▶ **STATED GOAL A**
Reproduce the rows below word for word, starting with the line that contains "Where can the woman be" and going on through the line that contains "<point>621,420</point>".
****************
Q. What is Private Equity?

Ans. Firms that invest in Equity of Private Companies with an aim to exit at higher valuations in the future. Investors will invest in an idea or technology or a struggling company. Investors will provide their management & skills in the hope of turning the firm profitable & then selling it at a higher valuation. Planify is the largest private equity Marketplace in India.

Examples of Famous Private Equity Firms:

Planify Capital Ltd.

Bain Capital

Motilal Oswal Ltd.

IDFC Private Equity

ICICI Venture Fund

Four Asset Classes for Investment:

1. Equity Investment -> Stock Market, IPO

2. Fixed Income Investment-> Bonds, Debentures, Fixed Deposits

3. Commodities-> Gold, Silver, Copper, Wheat, Crude

4. Alternative-> Real Estate, Currency, Crypto Currency, Private Equity

Private Equity falls into the Alternative Class of Investments.

Structure of Private Equity:

1. Four people come together & establish a fund, say ‘ABC Fund’. These 4 people are General Partners. They plan to use this fund in investing in particular ideas and technologies. Other than funds, they'll bring connections experience etc.

2. For raising funds, they'll contact big institutions like LIC, Pension Funds & High Net-worth Investors.

3. They'll invest funds in different businesses. The main motive is to make the companies achieve higher valuations & then exit or sell them to someone else.

Characteristics of Private Equity with Examples:

ParticularsAmount Invested Exit Value (After 5 years)Profit/Loss
Company ARs. 150 Cr. Rs. 550 Cr.Rs. 400 cr.
Company BRs. 20  Cr.Rs. 70 Cr.Rs. 50 Cr.
Company CRs. 120 Cr.Rs. 30 Cr.Rs. (90) Cr.
Company DRs. 95 Cr. Rs. 350 cr.Rs. 255 Cr.
Company ERs. 85 Cr.Rs. 220 Cr.Rs. 135 Cr.
TotalRs. 500 Cr.Rs. 1220 Cr.Rs. 720 Cr.

1. Private Equity charges higher fees. Common Fees Structure is 2 & 20 i.e 2% of Asset under Management every year will be fees & 20% of profits above a certain limit for which a benchmark is set.

Taking the above table as an Example:
Assuming benchmark as 900 Cr.
2% of 500 Cr. (Total investment) x 5 years= Rs. 50 Cr. (Fees)
1220Cr. -900 Cr. = Rs. 320 Cr.
320 Cr. - 50 cr. = Rs. 270 Cr.
20% of 270 Cr. = Rs. 54 Cr.
Total Fees= Rs. 50 + Rs. 54= Rs. 104 cr.

2. Information Edge on a day-to-day basis as they're involved in the management

3. High Risk = High Returns

4. Illiquid Investments due to Investments in different companies which reduces liquidity on hand

5. Less Regulated & Inaccessible to retail investors

Four Types of Private Equity Funds:

1. Venture Capital - Invest in Equity at an early stage of the company, generally having negative cash flows to earn profits in the future. If they provide seed capital, they're known as Angel Investors.
****************
▶ **STATED GOAL B**
From the private equity passage above, extract the words starting with "Characteristics of Private" and going on through "Cr.Rs. 720 Cr.", without any changes.

▶ **Examples of point labeling**
****************
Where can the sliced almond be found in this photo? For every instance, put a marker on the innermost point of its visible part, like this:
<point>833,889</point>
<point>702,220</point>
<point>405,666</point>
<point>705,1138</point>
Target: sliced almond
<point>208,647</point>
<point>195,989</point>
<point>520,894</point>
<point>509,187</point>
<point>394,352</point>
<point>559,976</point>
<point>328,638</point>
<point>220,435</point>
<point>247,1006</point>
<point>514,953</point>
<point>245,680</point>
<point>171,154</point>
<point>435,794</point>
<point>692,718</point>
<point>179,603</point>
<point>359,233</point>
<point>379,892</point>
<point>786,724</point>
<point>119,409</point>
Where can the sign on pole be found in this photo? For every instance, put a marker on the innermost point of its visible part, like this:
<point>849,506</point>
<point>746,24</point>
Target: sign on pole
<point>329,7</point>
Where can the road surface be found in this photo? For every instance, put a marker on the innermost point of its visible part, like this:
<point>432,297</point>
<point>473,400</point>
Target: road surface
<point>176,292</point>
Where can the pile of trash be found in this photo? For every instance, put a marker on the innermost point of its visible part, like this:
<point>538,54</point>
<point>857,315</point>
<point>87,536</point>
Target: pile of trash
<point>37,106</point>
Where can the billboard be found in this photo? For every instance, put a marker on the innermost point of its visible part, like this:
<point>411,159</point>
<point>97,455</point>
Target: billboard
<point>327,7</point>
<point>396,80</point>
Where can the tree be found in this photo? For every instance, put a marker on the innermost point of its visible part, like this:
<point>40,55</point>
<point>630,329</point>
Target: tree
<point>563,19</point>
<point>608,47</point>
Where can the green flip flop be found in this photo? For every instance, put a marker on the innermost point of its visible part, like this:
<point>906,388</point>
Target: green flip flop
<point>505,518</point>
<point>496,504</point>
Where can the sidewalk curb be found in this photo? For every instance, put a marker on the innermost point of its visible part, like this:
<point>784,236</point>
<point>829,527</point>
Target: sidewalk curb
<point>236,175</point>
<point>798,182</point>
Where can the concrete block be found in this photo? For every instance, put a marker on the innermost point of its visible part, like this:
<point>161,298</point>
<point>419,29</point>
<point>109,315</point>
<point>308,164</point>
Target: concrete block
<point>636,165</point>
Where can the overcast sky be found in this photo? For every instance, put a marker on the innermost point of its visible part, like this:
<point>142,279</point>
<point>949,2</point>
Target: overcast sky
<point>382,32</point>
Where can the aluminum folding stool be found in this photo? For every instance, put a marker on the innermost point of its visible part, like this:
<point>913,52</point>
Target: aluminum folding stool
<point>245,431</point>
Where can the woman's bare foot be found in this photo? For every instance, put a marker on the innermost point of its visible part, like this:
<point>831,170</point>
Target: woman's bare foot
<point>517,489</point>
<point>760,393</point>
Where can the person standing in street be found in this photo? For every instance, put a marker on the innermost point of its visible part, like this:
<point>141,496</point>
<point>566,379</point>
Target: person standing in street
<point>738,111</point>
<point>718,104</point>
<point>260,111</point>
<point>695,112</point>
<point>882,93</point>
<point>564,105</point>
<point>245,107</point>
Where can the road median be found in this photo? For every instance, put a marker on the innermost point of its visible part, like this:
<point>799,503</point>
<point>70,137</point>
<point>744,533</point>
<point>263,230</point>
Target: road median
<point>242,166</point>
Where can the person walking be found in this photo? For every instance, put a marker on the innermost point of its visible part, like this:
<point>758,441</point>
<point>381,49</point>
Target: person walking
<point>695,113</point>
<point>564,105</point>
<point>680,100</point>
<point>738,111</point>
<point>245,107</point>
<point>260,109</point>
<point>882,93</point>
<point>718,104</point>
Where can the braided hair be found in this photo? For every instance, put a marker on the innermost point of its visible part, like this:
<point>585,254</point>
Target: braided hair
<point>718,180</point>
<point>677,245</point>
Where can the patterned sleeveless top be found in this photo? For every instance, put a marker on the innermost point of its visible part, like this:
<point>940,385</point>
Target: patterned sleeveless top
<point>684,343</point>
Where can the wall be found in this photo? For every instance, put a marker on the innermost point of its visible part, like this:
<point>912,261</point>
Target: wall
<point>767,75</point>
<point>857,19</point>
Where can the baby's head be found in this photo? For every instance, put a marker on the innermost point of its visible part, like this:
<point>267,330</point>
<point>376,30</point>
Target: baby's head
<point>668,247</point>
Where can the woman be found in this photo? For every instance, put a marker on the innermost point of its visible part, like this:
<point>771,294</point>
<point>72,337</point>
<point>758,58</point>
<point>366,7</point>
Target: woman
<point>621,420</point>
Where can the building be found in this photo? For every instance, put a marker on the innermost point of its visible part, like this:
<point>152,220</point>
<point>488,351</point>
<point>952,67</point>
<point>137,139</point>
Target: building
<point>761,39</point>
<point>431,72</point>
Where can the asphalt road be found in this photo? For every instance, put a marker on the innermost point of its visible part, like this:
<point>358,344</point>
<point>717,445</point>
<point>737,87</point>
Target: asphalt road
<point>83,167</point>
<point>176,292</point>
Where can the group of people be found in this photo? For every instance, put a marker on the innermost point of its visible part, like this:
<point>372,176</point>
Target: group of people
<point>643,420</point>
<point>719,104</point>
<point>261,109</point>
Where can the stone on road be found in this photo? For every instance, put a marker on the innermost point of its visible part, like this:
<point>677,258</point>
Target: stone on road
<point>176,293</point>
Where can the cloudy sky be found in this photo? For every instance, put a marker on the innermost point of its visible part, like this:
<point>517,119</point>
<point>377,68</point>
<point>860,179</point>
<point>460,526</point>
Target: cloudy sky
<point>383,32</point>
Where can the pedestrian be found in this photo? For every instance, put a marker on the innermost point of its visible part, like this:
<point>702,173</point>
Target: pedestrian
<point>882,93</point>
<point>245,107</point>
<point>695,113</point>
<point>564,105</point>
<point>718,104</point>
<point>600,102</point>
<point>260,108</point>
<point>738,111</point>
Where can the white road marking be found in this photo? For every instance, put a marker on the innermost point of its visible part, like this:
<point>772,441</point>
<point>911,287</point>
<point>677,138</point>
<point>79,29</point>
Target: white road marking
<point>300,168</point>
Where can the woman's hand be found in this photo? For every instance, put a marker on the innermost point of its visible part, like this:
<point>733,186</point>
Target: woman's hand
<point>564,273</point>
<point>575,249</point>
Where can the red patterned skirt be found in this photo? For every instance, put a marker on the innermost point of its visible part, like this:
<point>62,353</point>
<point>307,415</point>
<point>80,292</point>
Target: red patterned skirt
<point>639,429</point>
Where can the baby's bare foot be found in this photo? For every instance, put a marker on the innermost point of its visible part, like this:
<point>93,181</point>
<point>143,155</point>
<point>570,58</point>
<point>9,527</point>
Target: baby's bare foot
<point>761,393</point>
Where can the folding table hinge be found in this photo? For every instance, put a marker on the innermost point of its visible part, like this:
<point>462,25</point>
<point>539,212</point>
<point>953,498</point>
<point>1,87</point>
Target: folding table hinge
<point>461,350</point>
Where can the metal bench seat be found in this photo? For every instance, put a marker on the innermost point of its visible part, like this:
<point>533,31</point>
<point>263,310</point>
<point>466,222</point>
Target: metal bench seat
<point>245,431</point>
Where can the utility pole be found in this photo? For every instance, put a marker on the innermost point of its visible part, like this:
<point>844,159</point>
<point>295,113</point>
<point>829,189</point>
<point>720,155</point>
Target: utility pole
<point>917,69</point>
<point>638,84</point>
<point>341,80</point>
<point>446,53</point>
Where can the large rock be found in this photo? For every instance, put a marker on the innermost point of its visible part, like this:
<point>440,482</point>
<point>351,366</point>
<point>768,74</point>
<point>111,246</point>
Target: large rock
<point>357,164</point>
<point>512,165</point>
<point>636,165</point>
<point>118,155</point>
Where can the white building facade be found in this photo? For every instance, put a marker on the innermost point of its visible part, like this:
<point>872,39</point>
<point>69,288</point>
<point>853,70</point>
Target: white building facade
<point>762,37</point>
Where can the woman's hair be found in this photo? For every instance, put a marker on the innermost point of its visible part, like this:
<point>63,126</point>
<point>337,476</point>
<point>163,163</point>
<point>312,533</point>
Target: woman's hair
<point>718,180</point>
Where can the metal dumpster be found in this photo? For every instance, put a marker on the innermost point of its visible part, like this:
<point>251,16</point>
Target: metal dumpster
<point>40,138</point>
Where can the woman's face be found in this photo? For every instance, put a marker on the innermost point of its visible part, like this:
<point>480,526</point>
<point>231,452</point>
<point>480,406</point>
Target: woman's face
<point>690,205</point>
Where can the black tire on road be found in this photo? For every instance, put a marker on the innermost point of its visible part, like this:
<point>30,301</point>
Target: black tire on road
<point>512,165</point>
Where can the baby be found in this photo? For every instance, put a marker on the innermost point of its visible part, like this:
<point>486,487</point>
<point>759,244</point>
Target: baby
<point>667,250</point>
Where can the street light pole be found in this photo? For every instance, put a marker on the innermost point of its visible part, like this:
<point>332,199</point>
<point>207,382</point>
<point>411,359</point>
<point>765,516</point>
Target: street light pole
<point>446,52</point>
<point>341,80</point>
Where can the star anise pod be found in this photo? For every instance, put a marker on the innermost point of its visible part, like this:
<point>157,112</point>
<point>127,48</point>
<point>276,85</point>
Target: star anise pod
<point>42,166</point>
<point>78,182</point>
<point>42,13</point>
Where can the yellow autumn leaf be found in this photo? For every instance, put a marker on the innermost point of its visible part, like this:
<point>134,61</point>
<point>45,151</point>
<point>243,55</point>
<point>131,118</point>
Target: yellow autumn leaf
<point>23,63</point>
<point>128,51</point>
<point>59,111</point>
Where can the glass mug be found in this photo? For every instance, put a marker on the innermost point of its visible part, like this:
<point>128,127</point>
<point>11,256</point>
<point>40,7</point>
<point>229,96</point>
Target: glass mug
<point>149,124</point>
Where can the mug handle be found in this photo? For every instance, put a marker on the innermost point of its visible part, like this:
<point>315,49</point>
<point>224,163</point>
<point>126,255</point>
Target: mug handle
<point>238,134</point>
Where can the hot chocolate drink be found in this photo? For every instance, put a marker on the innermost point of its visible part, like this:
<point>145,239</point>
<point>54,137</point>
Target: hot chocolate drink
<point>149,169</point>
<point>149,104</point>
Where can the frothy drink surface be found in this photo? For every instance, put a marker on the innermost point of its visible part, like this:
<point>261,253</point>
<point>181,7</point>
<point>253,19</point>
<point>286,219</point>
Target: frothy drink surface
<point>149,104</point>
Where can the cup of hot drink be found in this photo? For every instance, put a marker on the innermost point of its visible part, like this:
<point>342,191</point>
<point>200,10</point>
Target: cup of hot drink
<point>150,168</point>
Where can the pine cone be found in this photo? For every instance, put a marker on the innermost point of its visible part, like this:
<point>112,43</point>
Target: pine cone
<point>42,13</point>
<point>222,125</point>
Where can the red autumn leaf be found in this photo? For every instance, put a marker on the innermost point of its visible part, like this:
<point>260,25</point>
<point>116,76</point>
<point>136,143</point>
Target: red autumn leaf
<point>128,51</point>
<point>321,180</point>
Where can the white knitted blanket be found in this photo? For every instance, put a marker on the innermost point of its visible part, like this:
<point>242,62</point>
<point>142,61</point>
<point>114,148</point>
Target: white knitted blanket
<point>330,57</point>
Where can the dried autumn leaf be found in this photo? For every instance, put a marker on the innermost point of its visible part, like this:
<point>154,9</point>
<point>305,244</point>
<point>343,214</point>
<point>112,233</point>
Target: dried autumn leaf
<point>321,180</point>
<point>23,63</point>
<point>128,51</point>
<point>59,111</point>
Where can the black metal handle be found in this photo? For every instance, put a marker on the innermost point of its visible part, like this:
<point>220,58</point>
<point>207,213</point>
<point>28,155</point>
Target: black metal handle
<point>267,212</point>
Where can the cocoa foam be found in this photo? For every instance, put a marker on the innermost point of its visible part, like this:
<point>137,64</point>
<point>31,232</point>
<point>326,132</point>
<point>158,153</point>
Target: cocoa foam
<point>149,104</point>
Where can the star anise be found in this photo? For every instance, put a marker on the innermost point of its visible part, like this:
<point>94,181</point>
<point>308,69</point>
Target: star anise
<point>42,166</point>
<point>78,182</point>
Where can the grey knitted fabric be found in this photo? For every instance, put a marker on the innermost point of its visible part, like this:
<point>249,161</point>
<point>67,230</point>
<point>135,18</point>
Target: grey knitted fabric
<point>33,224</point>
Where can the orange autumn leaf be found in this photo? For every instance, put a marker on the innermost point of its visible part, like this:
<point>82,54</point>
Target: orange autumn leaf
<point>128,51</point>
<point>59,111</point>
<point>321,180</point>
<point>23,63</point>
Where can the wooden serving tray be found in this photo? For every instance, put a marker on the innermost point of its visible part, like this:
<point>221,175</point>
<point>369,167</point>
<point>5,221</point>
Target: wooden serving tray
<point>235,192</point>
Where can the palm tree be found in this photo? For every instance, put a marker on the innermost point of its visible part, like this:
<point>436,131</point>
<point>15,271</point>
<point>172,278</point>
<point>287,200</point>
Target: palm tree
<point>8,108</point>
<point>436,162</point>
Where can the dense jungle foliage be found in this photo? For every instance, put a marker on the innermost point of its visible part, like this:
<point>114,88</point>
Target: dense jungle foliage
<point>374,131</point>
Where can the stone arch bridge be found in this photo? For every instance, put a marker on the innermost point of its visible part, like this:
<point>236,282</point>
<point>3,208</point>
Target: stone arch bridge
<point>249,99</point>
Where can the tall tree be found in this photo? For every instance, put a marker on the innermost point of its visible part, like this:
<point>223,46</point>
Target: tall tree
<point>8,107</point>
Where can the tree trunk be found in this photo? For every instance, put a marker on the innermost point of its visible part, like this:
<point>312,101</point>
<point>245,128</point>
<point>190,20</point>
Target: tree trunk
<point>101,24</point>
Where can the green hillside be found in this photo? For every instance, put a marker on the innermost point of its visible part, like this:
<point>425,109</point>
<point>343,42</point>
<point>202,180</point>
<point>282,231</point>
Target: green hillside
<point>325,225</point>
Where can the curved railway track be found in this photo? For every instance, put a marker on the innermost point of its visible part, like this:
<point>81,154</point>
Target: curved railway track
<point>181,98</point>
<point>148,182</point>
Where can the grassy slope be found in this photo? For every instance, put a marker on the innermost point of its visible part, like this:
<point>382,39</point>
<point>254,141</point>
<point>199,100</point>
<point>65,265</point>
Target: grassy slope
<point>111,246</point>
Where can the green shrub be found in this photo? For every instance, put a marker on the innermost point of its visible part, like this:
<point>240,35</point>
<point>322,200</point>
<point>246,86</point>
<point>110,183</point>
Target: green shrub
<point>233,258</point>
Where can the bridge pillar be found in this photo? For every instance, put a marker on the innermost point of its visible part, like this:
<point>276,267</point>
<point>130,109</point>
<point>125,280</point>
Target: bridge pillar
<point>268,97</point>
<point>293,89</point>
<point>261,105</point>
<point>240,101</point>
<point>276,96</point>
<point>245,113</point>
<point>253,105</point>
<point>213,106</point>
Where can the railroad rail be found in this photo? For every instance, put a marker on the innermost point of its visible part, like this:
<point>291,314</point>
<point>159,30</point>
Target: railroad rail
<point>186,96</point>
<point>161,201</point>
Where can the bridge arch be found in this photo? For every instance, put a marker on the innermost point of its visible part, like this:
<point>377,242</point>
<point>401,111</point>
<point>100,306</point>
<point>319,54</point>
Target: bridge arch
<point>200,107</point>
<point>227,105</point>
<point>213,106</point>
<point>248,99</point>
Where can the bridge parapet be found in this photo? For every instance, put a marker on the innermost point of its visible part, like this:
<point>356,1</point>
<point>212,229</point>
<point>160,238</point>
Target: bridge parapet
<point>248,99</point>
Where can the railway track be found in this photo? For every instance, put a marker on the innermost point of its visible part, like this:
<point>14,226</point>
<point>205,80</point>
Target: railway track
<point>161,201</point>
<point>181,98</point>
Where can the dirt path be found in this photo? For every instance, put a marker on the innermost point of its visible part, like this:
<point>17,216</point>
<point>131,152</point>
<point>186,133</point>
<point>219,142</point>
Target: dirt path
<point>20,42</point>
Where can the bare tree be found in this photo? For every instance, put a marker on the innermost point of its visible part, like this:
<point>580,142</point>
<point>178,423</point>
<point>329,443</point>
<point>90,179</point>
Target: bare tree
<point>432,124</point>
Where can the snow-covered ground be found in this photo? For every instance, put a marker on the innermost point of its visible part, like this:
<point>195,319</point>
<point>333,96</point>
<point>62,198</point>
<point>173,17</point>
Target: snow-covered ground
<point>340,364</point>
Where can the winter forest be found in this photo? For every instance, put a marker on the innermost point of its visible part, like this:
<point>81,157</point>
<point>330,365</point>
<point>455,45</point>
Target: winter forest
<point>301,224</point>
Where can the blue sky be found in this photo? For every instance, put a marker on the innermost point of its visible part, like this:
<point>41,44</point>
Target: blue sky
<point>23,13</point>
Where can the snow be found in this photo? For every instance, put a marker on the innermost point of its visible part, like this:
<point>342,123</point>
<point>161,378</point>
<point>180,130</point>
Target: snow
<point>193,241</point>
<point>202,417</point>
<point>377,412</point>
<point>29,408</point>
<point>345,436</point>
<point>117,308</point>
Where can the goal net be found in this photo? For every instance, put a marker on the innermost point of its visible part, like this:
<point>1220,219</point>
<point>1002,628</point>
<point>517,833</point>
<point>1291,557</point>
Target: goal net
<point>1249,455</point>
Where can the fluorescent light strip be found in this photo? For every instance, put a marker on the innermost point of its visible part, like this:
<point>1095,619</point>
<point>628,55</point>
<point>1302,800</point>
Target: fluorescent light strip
****************
▶ **EXERCISE OUTPUT A**
Where can the woman be found in this photo? For every instance, put a marker on the innermost point of its visible part, like this:
<point>771,294</point>
<point>72,337</point>
<point>758,58</point>
<point>366,7</point>
Target: woman
<point>621,420</point>

▶ **EXERCISE OUTPUT B**
Characteristics of Private Equity with Examples:

ParticularsAmount Invested Exit Value (After 5 years)Profit/Loss
Company ARs. 150 Cr. Rs. 550 Cr.Rs. 400 cr.
Company BRs. 20  Cr.Rs. 70 Cr.Rs. 50 Cr.
Company CRs. 120 Cr.Rs. 30 Cr.Rs. (90) Cr.
Company DRs. 95 Cr. Rs. 350 cr.Rs. 255 Cr.
Company ERs. 85 Cr.Rs. 220 Cr.Rs. 135 Cr.
TotalRs. 500 Cr.Rs. 1220 Cr.Rs. 720 Cr.